ЧТО НУЖНО СДЕЛАТЬ – Выберите из записей ниже все строки со словом "green" и перепишите их.

ИСХОДНЫЕ ДАННЫЕ –
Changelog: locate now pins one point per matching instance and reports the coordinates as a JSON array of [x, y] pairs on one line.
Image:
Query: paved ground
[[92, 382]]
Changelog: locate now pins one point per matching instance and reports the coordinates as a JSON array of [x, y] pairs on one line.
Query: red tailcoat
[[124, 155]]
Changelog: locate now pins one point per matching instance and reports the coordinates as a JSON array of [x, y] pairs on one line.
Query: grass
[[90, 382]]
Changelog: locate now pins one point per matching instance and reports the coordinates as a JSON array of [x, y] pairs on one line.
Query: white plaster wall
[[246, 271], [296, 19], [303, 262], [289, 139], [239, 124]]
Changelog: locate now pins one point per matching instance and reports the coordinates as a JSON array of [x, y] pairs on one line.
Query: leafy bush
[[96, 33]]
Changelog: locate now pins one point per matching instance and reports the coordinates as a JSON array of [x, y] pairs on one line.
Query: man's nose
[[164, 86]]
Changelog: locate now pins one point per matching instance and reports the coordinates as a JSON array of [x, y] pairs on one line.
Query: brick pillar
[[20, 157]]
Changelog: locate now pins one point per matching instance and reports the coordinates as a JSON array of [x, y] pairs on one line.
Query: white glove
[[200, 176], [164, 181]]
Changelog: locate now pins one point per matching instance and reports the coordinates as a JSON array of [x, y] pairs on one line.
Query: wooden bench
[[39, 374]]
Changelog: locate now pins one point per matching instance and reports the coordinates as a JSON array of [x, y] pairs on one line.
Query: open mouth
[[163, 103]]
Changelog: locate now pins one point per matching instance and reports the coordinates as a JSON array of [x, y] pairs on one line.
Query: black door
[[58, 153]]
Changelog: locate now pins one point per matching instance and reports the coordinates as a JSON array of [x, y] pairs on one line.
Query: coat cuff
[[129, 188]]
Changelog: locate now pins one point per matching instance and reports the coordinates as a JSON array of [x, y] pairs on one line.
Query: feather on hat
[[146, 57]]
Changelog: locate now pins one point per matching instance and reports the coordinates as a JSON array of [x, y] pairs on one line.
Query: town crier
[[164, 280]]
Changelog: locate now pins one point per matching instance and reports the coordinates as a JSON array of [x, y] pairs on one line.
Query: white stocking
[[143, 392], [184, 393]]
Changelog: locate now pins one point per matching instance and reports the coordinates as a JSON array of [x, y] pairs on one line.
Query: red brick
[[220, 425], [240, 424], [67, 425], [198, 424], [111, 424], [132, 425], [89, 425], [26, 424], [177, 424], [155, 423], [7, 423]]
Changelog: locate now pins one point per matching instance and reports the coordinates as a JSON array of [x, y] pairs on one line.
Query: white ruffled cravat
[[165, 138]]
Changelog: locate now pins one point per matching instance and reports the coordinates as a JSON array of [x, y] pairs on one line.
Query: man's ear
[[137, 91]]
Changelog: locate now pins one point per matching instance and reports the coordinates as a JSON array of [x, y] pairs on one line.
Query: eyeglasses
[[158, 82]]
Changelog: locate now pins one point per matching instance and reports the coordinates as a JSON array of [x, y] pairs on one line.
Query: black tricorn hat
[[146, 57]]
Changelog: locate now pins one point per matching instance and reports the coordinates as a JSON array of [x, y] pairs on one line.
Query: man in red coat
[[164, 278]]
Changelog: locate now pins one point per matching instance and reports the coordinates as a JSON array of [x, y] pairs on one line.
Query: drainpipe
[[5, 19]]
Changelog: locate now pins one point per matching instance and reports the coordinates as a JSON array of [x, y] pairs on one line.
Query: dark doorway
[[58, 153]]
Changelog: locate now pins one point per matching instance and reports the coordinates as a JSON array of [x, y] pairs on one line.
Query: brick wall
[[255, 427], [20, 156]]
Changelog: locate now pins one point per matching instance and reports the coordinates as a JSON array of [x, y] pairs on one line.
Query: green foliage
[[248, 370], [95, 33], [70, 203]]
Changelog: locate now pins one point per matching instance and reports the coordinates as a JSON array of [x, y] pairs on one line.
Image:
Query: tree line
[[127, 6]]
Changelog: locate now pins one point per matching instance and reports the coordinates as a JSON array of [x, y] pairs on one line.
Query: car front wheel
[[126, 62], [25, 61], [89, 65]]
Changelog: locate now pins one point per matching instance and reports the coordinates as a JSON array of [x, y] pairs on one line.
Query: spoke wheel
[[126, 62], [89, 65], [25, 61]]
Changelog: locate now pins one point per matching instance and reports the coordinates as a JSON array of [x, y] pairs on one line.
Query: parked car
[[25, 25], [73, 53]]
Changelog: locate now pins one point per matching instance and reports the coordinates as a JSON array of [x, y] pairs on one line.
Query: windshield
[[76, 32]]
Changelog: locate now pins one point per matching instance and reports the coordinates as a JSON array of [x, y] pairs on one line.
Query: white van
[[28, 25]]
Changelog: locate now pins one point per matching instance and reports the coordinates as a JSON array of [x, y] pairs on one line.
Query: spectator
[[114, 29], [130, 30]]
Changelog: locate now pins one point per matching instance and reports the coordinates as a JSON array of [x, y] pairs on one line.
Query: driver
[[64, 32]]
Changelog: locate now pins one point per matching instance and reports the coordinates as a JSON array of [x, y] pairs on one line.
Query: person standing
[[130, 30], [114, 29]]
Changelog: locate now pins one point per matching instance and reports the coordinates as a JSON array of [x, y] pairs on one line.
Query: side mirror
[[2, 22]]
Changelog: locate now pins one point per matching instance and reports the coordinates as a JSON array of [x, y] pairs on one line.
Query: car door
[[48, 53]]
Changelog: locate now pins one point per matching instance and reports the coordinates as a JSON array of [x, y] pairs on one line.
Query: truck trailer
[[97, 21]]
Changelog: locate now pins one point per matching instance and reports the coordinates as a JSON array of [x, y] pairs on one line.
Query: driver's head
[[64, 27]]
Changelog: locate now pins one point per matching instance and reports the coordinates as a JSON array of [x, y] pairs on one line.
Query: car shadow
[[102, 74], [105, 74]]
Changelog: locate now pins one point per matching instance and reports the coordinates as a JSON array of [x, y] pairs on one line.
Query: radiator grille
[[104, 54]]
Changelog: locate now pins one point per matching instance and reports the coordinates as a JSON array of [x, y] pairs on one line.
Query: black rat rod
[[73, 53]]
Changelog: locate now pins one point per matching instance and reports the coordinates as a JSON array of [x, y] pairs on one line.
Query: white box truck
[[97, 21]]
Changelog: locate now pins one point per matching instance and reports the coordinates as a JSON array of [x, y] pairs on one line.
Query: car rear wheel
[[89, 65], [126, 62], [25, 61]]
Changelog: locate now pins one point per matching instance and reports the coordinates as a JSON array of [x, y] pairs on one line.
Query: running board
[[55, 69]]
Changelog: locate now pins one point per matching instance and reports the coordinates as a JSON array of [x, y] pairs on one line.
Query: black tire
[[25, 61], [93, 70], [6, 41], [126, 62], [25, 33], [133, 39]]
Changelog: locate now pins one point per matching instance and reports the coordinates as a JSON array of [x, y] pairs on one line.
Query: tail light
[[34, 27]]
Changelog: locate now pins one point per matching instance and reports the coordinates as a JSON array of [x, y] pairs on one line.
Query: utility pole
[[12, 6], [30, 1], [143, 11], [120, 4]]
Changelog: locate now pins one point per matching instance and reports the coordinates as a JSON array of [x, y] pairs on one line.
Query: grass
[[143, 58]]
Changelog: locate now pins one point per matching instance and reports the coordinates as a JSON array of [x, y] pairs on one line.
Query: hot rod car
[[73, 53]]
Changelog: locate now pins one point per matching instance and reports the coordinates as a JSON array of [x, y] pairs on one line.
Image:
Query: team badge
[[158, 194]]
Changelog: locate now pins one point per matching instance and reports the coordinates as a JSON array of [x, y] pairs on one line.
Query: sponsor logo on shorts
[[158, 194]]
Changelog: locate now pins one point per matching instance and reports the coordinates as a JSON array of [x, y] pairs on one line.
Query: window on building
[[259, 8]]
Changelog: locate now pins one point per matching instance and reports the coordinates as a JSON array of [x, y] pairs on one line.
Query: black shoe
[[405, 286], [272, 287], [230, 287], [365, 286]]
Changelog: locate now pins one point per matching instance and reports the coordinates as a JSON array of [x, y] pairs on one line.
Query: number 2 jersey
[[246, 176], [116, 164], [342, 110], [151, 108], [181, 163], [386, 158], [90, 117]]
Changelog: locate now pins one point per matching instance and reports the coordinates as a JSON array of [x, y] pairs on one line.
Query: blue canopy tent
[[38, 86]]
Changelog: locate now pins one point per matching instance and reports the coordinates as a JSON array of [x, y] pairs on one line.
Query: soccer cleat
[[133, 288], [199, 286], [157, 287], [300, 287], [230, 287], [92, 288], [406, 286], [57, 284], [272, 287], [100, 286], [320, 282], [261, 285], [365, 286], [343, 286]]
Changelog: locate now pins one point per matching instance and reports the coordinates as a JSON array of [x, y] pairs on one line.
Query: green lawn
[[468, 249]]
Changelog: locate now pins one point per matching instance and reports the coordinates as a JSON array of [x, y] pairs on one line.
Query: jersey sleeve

ОТВЕТ НА ЗАДАНИЕ –
Query: green foliage
Query: green lawn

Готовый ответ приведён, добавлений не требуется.